= Beginning of Section =

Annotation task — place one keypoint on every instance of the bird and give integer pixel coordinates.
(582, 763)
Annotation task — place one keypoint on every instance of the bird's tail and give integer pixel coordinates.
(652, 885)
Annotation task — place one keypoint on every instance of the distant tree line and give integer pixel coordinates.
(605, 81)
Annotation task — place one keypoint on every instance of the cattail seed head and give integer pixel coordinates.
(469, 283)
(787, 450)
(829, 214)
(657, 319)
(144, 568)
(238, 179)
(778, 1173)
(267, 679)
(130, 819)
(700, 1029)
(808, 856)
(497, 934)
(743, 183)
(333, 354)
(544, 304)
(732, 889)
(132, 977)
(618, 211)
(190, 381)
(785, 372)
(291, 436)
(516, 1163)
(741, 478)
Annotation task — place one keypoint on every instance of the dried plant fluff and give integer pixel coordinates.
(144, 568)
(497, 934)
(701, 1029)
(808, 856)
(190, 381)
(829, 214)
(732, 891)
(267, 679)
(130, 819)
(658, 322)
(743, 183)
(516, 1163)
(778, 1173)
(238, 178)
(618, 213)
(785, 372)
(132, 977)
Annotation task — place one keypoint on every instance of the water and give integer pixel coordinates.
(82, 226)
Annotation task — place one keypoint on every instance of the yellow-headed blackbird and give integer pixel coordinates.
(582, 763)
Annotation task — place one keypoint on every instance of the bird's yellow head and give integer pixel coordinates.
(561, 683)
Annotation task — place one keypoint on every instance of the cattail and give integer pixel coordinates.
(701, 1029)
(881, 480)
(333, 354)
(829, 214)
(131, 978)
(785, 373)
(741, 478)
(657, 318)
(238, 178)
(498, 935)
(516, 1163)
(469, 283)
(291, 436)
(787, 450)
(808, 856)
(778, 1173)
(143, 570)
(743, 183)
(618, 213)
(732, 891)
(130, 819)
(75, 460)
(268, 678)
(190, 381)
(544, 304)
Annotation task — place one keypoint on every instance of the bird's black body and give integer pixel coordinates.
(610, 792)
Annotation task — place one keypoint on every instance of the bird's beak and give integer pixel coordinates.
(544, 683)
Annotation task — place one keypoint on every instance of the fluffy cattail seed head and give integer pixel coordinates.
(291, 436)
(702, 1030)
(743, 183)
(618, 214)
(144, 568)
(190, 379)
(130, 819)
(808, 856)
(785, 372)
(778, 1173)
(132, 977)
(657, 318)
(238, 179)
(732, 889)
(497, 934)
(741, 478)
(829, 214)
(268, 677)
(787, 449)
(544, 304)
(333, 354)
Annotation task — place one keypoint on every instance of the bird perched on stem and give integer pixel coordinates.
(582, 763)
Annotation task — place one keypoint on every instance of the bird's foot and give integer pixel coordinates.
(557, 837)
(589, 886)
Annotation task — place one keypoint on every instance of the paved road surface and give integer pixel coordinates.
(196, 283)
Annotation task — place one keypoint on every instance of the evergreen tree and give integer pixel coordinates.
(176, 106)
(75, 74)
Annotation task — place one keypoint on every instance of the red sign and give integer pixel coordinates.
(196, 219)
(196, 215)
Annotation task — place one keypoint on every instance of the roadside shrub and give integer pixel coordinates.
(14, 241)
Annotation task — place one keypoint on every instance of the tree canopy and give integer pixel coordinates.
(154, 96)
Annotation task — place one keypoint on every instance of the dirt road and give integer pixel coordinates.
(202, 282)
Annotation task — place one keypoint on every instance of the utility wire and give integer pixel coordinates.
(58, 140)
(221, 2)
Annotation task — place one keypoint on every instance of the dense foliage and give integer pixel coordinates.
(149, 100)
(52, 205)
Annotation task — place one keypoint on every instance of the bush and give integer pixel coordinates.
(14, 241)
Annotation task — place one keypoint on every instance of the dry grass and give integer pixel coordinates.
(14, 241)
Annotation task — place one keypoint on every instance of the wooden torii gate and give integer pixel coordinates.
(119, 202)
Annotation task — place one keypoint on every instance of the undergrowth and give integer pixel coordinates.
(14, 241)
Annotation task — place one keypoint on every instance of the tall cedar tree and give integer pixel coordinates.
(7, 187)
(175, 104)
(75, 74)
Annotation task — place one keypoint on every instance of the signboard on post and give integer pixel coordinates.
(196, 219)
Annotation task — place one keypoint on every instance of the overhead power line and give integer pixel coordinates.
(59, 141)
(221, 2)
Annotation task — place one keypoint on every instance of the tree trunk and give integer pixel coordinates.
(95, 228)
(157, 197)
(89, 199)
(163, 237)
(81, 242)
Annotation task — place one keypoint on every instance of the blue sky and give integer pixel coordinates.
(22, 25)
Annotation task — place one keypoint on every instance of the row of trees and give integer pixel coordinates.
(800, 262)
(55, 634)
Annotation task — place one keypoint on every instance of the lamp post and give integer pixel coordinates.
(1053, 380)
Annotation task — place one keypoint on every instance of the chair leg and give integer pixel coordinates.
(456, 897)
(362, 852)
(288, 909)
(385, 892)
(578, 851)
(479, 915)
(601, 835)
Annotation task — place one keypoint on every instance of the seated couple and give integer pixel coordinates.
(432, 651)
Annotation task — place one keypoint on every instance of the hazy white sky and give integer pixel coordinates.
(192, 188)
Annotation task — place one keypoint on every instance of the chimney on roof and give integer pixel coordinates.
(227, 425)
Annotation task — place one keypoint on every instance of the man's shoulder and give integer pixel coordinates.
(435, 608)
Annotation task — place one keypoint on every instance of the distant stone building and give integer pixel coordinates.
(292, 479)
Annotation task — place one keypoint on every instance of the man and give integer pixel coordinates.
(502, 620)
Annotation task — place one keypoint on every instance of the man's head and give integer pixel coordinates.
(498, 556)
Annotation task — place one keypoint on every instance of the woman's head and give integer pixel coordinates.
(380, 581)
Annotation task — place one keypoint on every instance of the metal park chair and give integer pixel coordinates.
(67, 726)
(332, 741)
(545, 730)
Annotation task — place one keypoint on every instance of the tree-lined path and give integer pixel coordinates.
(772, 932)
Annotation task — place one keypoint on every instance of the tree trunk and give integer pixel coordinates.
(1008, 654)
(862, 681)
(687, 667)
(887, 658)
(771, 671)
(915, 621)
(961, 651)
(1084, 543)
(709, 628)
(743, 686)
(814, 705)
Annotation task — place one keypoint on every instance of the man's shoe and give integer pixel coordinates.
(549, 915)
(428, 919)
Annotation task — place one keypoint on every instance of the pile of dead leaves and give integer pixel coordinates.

= End of Section =

PROBLEM>
Return the records given above in their entirety, word for word.

TASK SOLUTION>
Annotation task — place one keypoint on every instance of the bird and give integer pixel coordinates.
(582, 763)
Annotation task — place one keypoint on every instance of the bird's tail and give integer pixel coordinates.
(652, 885)
Annotation task — place one keypoint on every instance of the distant tree line and give integer pixel coordinates.
(605, 81)
Annotation task — place one keypoint on every instance of the cattail seed head and give integer pixel coordinates.
(469, 283)
(787, 450)
(829, 214)
(657, 319)
(144, 568)
(238, 179)
(778, 1173)
(267, 679)
(130, 819)
(700, 1029)
(808, 856)
(497, 934)
(743, 183)
(333, 354)
(544, 304)
(732, 889)
(132, 977)
(618, 211)
(190, 381)
(785, 372)
(291, 436)
(516, 1163)
(741, 478)
Annotation task — place one keypoint on every instance of the dried plant fluff and give integer pixel coordinates.
(144, 568)
(497, 934)
(701, 1029)
(808, 856)
(190, 381)
(829, 214)
(732, 891)
(267, 679)
(130, 819)
(658, 322)
(743, 183)
(516, 1163)
(778, 1173)
(238, 178)
(618, 213)
(785, 372)
(132, 977)
Annotation task — place one keypoint on every instance of the water and give integer pixel coordinates.
(82, 226)
Annotation task — place one keypoint on every instance of the yellow-headed blackbird and give integer pixel coordinates.
(582, 763)
Annotation task — place one keypoint on every instance of the bird's yellow head and give integer pixel coordinates.
(561, 683)
Annotation task — place one keypoint on every instance of the cattail and give integer pixel coordinates.
(701, 1029)
(881, 480)
(333, 354)
(829, 214)
(131, 978)
(785, 373)
(741, 478)
(657, 318)
(238, 178)
(498, 935)
(516, 1163)
(469, 283)
(291, 436)
(787, 450)
(808, 856)
(778, 1173)
(143, 570)
(743, 183)
(618, 213)
(732, 891)
(130, 819)
(75, 460)
(268, 678)
(190, 381)
(544, 304)
Annotation task — place one keypoint on every instance of the bird's black body and give integer pixel coordinates.
(610, 792)
Annotation task — place one keypoint on every instance of the bird's beak and give integer pixel coordinates.
(544, 683)
Annotation task — place one keypoint on every instance of the fluffy cattail seed head and give integer pixel coordinates.
(291, 436)
(702, 1030)
(743, 183)
(618, 214)
(144, 568)
(190, 379)
(130, 819)
(808, 856)
(785, 372)
(778, 1173)
(132, 977)
(657, 318)
(238, 179)
(732, 889)
(497, 934)
(741, 478)
(829, 214)
(268, 677)
(787, 449)
(544, 304)
(333, 354)
Annotation task — place one keypoint on every instance of the bird perched on stem and give integer pixel coordinates.
(582, 763)
Annotation task — place one keypoint on every instance of the bird's foot and give integer pixel coordinates.
(557, 837)
(589, 886)
Annotation task — place one keypoint on every instance of the paved road surface and give integer pixel coordinates.
(196, 283)
Annotation task — place one keypoint on every instance of the evergreen tree and give integer pixel coordinates.
(176, 106)
(75, 74)
Annotation task — place one keypoint on every instance of the red sign and give integer pixel coordinates.
(196, 219)
(196, 215)
Annotation task — place one keypoint on every instance of the roadside shrub and give integer pixel coordinates.
(14, 241)
Annotation task — place one keypoint on every instance of the tree canopy and give integer pixel coordinates.
(154, 96)
Annotation task — place one keypoint on every instance of the dirt road and give integer pixel coordinates.
(202, 282)
Annotation task — place one keypoint on every instance of the utility wire and give integer pixel coordinates.
(58, 140)
(221, 2)
Annotation task — place one keypoint on every instance of the dense foliage and give integer pixel coordinates.
(149, 100)
(52, 205)
Annotation task — place one keypoint on every instance of the bush and give integer pixel coordinates.
(14, 241)
Annotation task — place one keypoint on every instance of the dry grass and give integer pixel coordinates.
(14, 241)
Annotation task — place one keypoint on every instance of the wooden torii gate and give integer pixel coordinates.
(119, 202)
Annotation task — place one keypoint on every instance of the undergrowth and give integer pixel coordinates.
(14, 241)
Annotation task — place one keypoint on every instance of the tall cedar tree and give integer pixel coordinates.
(7, 187)
(175, 104)
(75, 74)
Annotation task — place one keypoint on every instance of the signboard on post and give integer pixel coordinates.
(196, 219)
Annotation task — place one keypoint on every instance of the overhead power line and give integer pixel coordinates.
(59, 141)
(221, 2)
Annotation task — place one keypoint on every instance of the tree trunk and give integer pixel coordinates.
(95, 228)
(157, 197)
(89, 199)
(163, 237)
(81, 242)
Annotation task — place one keypoint on every instance of the blue sky and give integer pixel coordinates.
(22, 25)
Annotation task — place one keypoint on every instance of the row of trees and give integer pixel coordinates.
(800, 262)
(55, 634)
Annotation task — place one keypoint on every instance of the lamp post and give integer pixel coordinates.
(1053, 380)
Annotation task — place one keypoint on every instance of the chair leg and give integer pixel coordinates.
(456, 897)
(362, 852)
(288, 909)
(385, 892)
(578, 851)
(479, 915)
(601, 835)
Annotation task — place one keypoint on every instance of the seated couple and give integer pixel coordinates.
(432, 651)
Annotation task — place one keypoint on every instance of the hazy white sky and give integer pixel coordinates.
(192, 188)
Annotation task — place one keypoint on every instance of the chimney on roof and give integer pixel coordinates.
(227, 425)
Annotation task — place one keypoint on every instance of the man's shoulder and give integer pixel coordinates.
(435, 608)
Annotation task — place one keypoint on every instance of the distant stone building and give integer pixel coordinates.
(292, 479)
Annotation task — place one keypoint on every instance of the man and give integer pixel coordinates.
(502, 620)
Annotation task — place one keypoint on every instance of the man's head and give integer pixel coordinates.
(498, 556)
Annotation task — place one keypoint on every instance of the woman's head and give integer pixel coordinates.
(380, 581)
Annotation task — place one keypoint on every instance of the metal park chair and give integer pixel coordinates.
(67, 726)
(332, 741)
(545, 730)
Annotation task — place one keypoint on every instance of the tree-lined path and give integer pixel coordinates.
(772, 932)
Annotation task — place one keypoint on every instance of the tree trunk and give integer pixel coordinates.
(1008, 654)
(862, 681)
(687, 667)
(887, 658)
(771, 671)
(915, 621)
(961, 651)
(1084, 543)
(709, 628)
(743, 686)
(814, 705)
Annotation task — place one keypoint on every instance of the man's shoe and give integer pixel coordinates.
(549, 915)
(428, 919)
Annotation task — place one keypoint on every instance of the pile of dead leaves and give integer pixel coordinates.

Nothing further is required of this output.